> _TASK DIRECTIONS_:
Record by record, write out the listing word for word while omitting pictures.

EXTRACTED RECORDS Start Marker

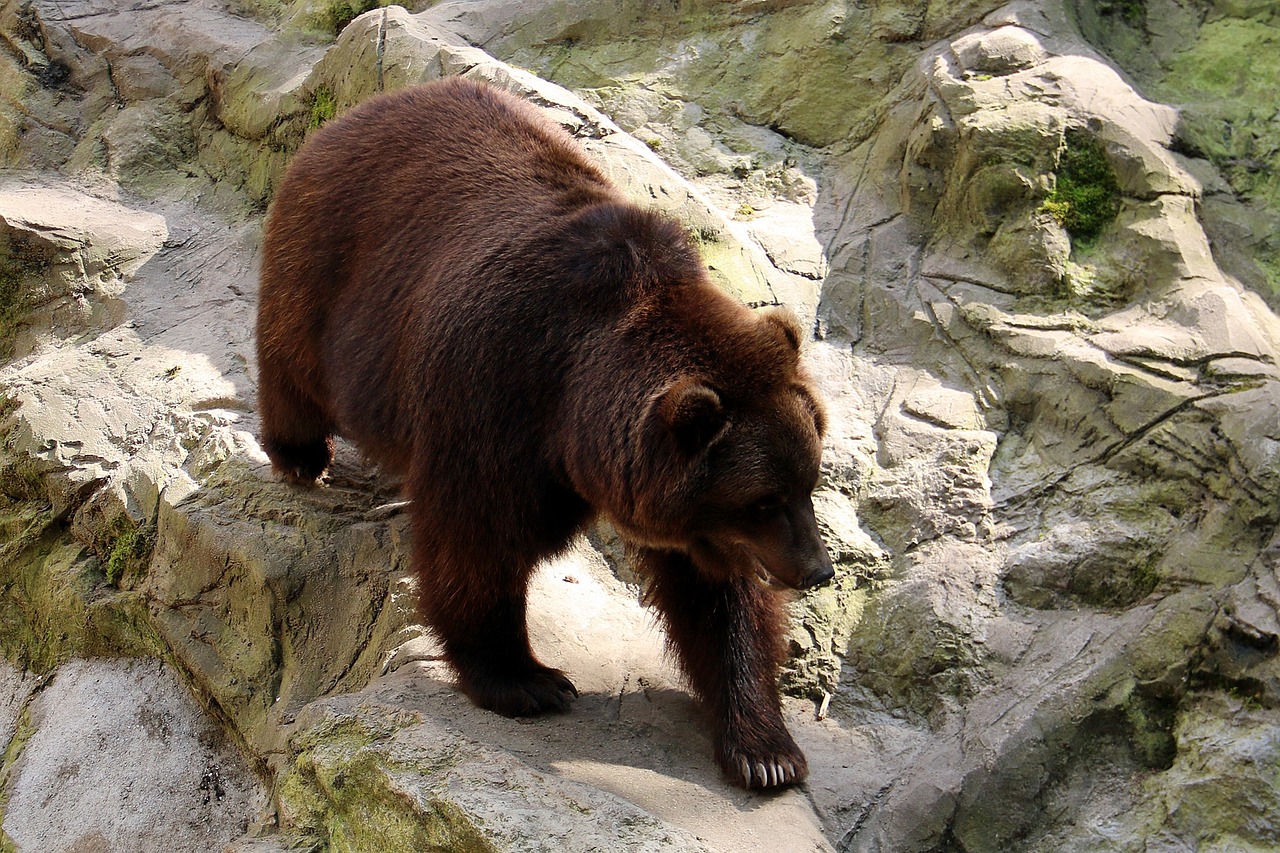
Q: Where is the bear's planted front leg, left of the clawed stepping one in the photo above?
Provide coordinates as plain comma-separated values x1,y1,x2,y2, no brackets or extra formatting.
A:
413,535,577,717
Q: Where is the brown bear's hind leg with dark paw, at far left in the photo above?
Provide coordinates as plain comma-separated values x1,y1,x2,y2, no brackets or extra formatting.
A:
257,361,333,485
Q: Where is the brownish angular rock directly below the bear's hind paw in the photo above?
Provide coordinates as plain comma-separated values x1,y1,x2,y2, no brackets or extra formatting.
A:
141,451,413,771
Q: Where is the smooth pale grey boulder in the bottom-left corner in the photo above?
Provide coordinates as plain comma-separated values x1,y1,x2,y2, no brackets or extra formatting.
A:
4,650,266,853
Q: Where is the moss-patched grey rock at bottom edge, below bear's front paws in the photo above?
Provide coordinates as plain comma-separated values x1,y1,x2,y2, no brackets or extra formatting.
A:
283,699,707,853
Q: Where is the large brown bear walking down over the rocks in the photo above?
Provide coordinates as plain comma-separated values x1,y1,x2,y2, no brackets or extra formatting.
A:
257,78,832,788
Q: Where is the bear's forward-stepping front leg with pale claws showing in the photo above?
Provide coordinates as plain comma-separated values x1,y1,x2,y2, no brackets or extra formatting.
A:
639,549,809,788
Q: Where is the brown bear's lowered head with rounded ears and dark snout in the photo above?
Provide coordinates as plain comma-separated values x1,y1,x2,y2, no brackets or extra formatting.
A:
620,310,833,589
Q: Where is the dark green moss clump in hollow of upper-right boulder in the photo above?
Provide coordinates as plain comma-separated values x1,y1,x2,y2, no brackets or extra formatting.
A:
1041,131,1120,243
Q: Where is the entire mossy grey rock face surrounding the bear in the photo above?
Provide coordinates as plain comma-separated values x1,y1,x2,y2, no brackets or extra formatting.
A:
0,0,1280,853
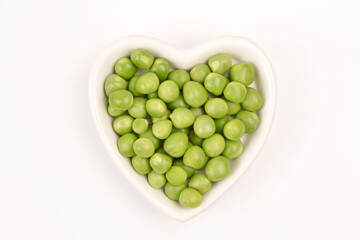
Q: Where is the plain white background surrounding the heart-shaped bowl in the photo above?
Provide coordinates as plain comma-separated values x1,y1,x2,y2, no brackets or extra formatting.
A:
0,0,360,240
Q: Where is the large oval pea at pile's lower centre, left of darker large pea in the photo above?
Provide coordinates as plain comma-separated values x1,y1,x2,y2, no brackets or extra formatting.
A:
164,132,189,158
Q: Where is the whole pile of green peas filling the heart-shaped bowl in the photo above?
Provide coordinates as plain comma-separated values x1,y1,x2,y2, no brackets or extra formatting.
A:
104,48,263,208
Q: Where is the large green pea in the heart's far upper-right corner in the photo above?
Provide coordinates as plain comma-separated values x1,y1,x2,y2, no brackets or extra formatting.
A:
230,63,255,87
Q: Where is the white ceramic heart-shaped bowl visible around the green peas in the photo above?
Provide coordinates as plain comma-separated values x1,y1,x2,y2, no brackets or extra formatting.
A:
89,36,276,221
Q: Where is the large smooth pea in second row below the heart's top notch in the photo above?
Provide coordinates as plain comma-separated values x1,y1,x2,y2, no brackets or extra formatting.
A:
183,81,208,107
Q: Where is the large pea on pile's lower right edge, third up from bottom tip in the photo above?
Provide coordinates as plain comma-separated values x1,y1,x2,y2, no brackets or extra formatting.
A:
205,156,231,182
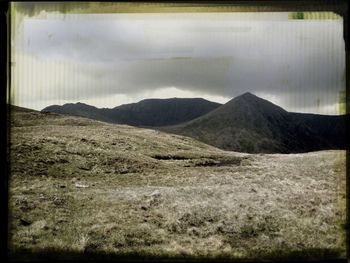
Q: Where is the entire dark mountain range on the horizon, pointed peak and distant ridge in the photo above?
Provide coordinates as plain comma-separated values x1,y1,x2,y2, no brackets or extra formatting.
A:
42,93,348,153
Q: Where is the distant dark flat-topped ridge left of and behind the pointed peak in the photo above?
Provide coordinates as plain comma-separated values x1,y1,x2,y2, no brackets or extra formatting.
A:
42,98,221,127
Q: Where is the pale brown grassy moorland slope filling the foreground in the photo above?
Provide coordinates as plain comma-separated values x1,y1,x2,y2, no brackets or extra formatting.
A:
9,109,345,260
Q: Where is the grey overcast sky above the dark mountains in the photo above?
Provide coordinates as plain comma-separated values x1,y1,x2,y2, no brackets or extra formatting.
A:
12,10,345,114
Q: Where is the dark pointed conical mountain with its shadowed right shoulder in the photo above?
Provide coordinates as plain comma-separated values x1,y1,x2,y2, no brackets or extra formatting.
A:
161,93,346,153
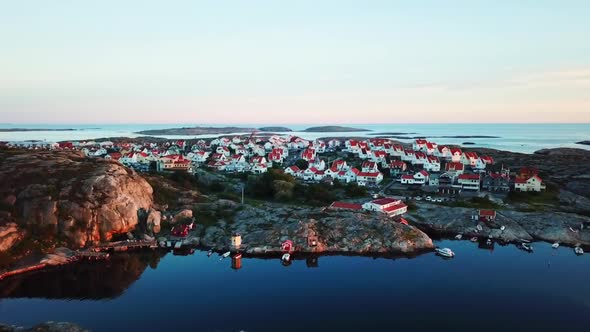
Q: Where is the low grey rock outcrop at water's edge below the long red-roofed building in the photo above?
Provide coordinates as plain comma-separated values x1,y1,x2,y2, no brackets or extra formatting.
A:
191,206,434,255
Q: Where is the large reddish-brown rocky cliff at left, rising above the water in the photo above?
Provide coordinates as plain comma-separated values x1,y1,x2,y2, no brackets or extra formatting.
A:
0,151,153,246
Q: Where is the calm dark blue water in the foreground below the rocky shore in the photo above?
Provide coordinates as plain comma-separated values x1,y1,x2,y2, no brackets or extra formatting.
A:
0,241,590,331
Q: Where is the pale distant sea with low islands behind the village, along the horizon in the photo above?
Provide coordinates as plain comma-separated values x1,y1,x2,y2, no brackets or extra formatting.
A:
0,123,590,153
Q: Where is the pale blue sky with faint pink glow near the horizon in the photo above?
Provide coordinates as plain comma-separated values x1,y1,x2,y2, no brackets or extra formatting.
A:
0,0,590,124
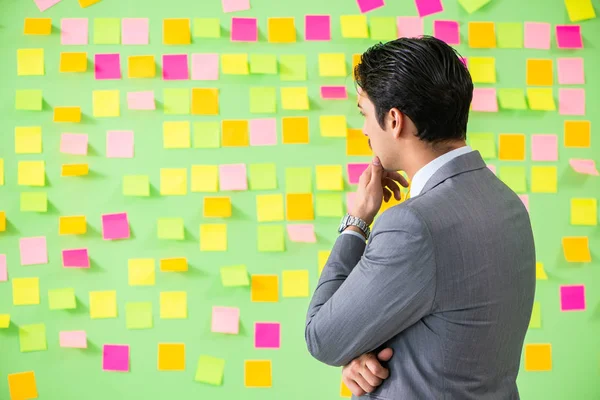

EXTRACTED RECORDS End Marker

> _FINISHED TASK_:
Q: Where is the bear's planted front leg, left of the clawed stepping one in the photo above?
Provide coordinates as plain comma-separated values x1,y1,x2,y2, no brackets or extra formatting.
A:
413,535,577,717
Q: Where is the brown bear's hind leg with dark paw, at far left in the photo above?
Provide coordinates as plain comma-separated values x1,y1,x2,y2, no brackets or extra formatting.
A:
257,361,333,485
Q: Where is the brownish angular rock directly below the bear's hind paw in the photo above?
Provide coordinates as plain comma-separated values x1,y1,x2,y2, no brackets or extra formatting.
A:
141,451,413,771
Q: Where is the smooth pale grey boulder in the bottom-left corner in the photo above?
Provide coordinates as plain comma-separated values x1,y1,x2,y2, no brackets or extra formatting.
A:
4,650,266,853
Q: Where is the moss-patched grey rock at bottom edge, below bear's front paws in the photo above?
Provide coordinates as plain comma-separated values x1,y1,x2,y2, no brackets or extra formatting.
A:
283,699,707,853
Q: Where is the large brown bear walking down over the rocks in the photo above?
Provide coordinates as plain comma-separated values x1,y1,x2,y2, no brackets or extra formatting.
A:
257,78,832,788
Q: Where is the bear's forward-stepping front leg with pale claws showing in the photo above?
Provide coordinates as plain comma-separated values x1,y1,x2,y2, no brackets or extra formatting.
A:
639,549,809,788
Q: Where is the brown bear's lowered head with rounded ears and dark snout in the photo above?
Provide coordinates as plain comma-separated values x1,y1,x2,y2, no brackets or extra formatting.
A:
620,310,833,589
Q: Where is the dark green moss clump in hollow of upper-right boulder in the photo above?
Provide coordinates as plain comma-separated values x1,y1,x2,y2, no brackets or extra formatting.
A:
1041,131,1120,243
Q: Where is the entire mossy grey rock face surrounding the bear in the photo above?
Provide coordinates as plain comma-separated values x1,y1,x2,y2, no brackets or extra formatting.
A:
0,0,1280,853
Q: Where is the plain white background surrounding the heart-shaped bowl in the photo above?
Provide coordinates as plain comma-separated values x1,y1,x2,y2, no brackets or extra formatting.
A:
0,0,360,240
Q: Where is the large oval pea at pile's lower centre, left of darker large pea in the photo above?
Provide coordinates as plain comma-separated values x1,y1,x2,y2, no brackets or extra formatting.
A:
164,132,189,158
Q: Where is the whole pile of green peas filling the heart-shaped bowl in the photo above?
Provide coordinates as plain comma-separated values x1,y1,x2,y2, no brackets or extra formatting.
A:
104,48,263,208
Q: Where is the large green pea in the heart's far upper-right corner in the photo above?
Provide coordinates as plain comma-separated values x1,y1,x2,y2, no brackets or extra formatting.
A:
230,63,255,87
Q: Where is the white ceramic heart-shaped bowl visible around the green peas in the photo above?
Provide coordinates as plain comma-separated values x1,y1,x2,y2, no brackets or extra formatting.
A:
89,36,276,221
Q: Where is the large smooth pea in second row below the heart's top notch in the photo above?
Provide coordinates as plain comma-separated values x1,y1,x2,y2, no brackets or extra formatting.
A:
183,81,208,107
Q: Where is the large pea on pile's lower right edge, third up from bottom tip in the photo above?
Provide coordinates as plain comma-separated values x1,y1,x2,y2, no brackets or extra formatting.
A:
205,156,231,182
Q: Where is the entire dark mountain range on the horizon, pointed peak and distant ridge in the photo above?
Provide coordinates as plain comma-separated values x1,y1,x2,y2, no brackets or extra formatting.
A:
42,93,348,153
Q: Where is the distant dark flat-topped ridge left of and behind the pointed peak in the photo above?
Provide coordinates as plain comma-separated values x1,y1,x2,y2, no brackets or extra formatting.
A:
42,98,221,127
Q: Where is the pale brown grassy moorland slope filling the foreground in the photo above?
Provide coordinates as plain comma-separated values x1,y1,x2,y2, no brackets or extra formatting.
A:
9,109,345,260
Q: Where is the grey overcast sky above the dark mountains in the photo above?
Provide coordinates as plain comma-separated values x1,y1,x2,y2, no brackets or extra formatting.
A:
12,10,345,114
Q: Where is the dark pointed conical mountain with its shadowed right shoulder in the photo above?
Provide coordinates as plain comma-separated values x1,y1,x2,y2, no brackets or extra formatting.
A:
161,93,346,153
Q: Where is the low grey rock outcrop at water's edge below the long red-roofed building in the photo above?
Provide coordinates as plain comma-separated values x1,y1,x2,y2, no brackets or extra formatting.
A:
191,206,434,255
Q: Where is the large reddish-brown rocky cliff at left, rising above the water in the photo above?
Provide coordinates as plain comma-separated values x1,y1,x2,y2, no brackets or extra formatting.
A:
0,151,153,246
Q: Where is the calm dark blue water in the foreground below the rocky shore in the photo above?
Provide coordinates as plain comma-separated values x1,y1,x2,y2, no brackets or extra formatting.
A:
0,241,590,331
Q: Where is the pale distant sea with low islands behind the village, along the horizon in the photo above?
Provide coordinates as plain comma-separated values x1,y1,x2,y2, no brackets or extra formatting.
A:
0,123,590,153
Q: Where is the pale blue sky with faint pink glow near the horizon in the photo above?
Provide coordinates as plain comma-separated values x1,y1,x2,y2, no brackets or extra formatting.
A:
0,0,590,124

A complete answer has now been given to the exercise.